* What to produce
Can you return every one of the entries below verbatim, line for line, with nothing changed?

[start]

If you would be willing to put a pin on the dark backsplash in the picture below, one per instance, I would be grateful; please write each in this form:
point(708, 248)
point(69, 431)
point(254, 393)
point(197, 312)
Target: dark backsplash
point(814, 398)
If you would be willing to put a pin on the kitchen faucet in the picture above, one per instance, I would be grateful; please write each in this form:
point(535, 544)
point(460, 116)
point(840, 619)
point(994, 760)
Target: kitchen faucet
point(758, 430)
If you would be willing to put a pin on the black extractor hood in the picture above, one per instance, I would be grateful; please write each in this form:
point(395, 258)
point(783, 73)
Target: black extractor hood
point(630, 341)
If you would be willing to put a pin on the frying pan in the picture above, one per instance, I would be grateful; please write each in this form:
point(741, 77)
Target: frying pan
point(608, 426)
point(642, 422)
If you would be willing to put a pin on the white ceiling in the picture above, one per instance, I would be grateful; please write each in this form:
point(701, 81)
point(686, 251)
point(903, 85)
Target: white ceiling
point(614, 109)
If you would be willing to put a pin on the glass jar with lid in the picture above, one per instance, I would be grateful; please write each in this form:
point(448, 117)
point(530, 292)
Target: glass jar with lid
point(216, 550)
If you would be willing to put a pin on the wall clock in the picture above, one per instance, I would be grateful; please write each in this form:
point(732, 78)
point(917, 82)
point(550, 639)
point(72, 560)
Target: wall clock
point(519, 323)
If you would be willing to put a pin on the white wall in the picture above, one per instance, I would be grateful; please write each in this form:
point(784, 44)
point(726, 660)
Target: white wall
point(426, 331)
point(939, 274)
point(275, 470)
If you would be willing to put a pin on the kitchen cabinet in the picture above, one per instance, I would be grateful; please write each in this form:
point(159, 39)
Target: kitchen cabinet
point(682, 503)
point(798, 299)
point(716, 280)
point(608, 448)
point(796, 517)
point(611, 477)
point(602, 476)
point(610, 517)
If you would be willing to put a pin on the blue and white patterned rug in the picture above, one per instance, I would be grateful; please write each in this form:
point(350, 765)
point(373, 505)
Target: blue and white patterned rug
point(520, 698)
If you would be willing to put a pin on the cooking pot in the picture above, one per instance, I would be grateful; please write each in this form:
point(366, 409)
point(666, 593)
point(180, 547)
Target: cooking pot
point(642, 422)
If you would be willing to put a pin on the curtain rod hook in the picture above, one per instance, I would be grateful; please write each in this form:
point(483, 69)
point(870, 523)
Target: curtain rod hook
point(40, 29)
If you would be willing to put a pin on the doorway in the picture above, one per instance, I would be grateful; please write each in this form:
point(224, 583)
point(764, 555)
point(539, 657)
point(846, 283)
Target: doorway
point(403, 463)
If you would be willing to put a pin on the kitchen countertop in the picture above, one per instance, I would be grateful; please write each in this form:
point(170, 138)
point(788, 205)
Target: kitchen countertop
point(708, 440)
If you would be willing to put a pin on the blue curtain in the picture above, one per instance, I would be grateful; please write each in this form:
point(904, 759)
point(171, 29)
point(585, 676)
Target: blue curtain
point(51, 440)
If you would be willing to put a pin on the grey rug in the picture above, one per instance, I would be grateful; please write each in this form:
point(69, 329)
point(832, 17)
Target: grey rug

[end]

* Complete output
If you would be willing to put a pin on the dark backsplash in the picture below, one per instance, I would be grateful; please write each in this form:
point(708, 248)
point(69, 431)
point(254, 393)
point(197, 312)
Target: dark backsplash
point(814, 398)
If you would be willing to put a pin on the kitchen faucet in the picture above, one per instance, I would be grateful; please write each in this form:
point(535, 544)
point(460, 116)
point(840, 619)
point(994, 760)
Target: kitchen faucet
point(758, 430)
If you would be willing to put a pin on the black extractor hood in the picture above, one per instance, I would be grateful; please write each in this form:
point(395, 258)
point(783, 73)
Target: black extractor hood
point(630, 341)
If you would be willing to put a pin on the frying pan in the picture above, one per instance, I would be grateful; please write each in this form:
point(741, 77)
Target: frying pan
point(608, 426)
point(642, 422)
If you would be willing to put a pin on the white ceiling in the picture above, one per instance, I would be grateful; please write each in this form:
point(701, 81)
point(686, 251)
point(903, 85)
Target: white ceiling
point(614, 109)
If you would be willing to put a pin on the glass jar with lid in the picture above, one per instance, I would be grateful; please write each in this form:
point(448, 117)
point(530, 292)
Target: glass jar with lid
point(216, 550)
If you would be willing to put a pin on the wall clock in the picture above, one per instance, I would be grateful; please write each in this form:
point(732, 78)
point(917, 82)
point(550, 639)
point(72, 560)
Target: wall clock
point(519, 323)
If you would be willing to put a pin on the white wall in the picture above, one per instance, I would be grateful; please write each in this form:
point(784, 44)
point(726, 660)
Target: white wall
point(426, 331)
point(939, 274)
point(275, 470)
If you would be willing to put a pin on the kitchen cabinet in the picture above, one per instance, I would be grateful; please write each in this form:
point(159, 39)
Target: kitchen cabinet
point(682, 503)
point(798, 299)
point(716, 280)
point(608, 448)
point(796, 517)
point(611, 477)
point(602, 476)
point(610, 517)
If you would be willing to put a pin on the blue and white patterned rug in the picture above, one per instance, I would be grateful; please write each in this form:
point(350, 765)
point(373, 505)
Target: blue and white patterned rug
point(520, 698)
If you would be willing to put a pin on the cooking pot in the picture above, one per instance, I would be grateful; please write each in this form:
point(366, 409)
point(666, 593)
point(180, 547)
Target: cooking pot
point(642, 422)
If you would be willing to put a pin on the curtain rod hook in the picture above, one per instance, I would be grateful; please write each in this form:
point(483, 69)
point(870, 523)
Target: curtain rod hook
point(40, 29)
If you would be willing to put a pin on the doorway in the picture above, one per instance, I would be grateful; please write each in this form:
point(224, 583)
point(764, 555)
point(539, 657)
point(846, 283)
Target: doorway
point(403, 463)
If you would be willing to put a pin on the kitchen countertop in the picture above, one per instance, I would be grateful; please write each in this form:
point(170, 138)
point(788, 205)
Target: kitchen countertop
point(708, 440)
If you would be willing to put a pin on the blue curtain in the picture above, one per instance, I would be grateful; please write each in this form:
point(904, 759)
point(171, 29)
point(585, 676)
Target: blue curtain
point(51, 440)
If you would be willing to put a pin on the grey rug in the picture above, one per instance, I would be grateful; please write each in this form:
point(69, 329)
point(832, 17)
Target: grey rug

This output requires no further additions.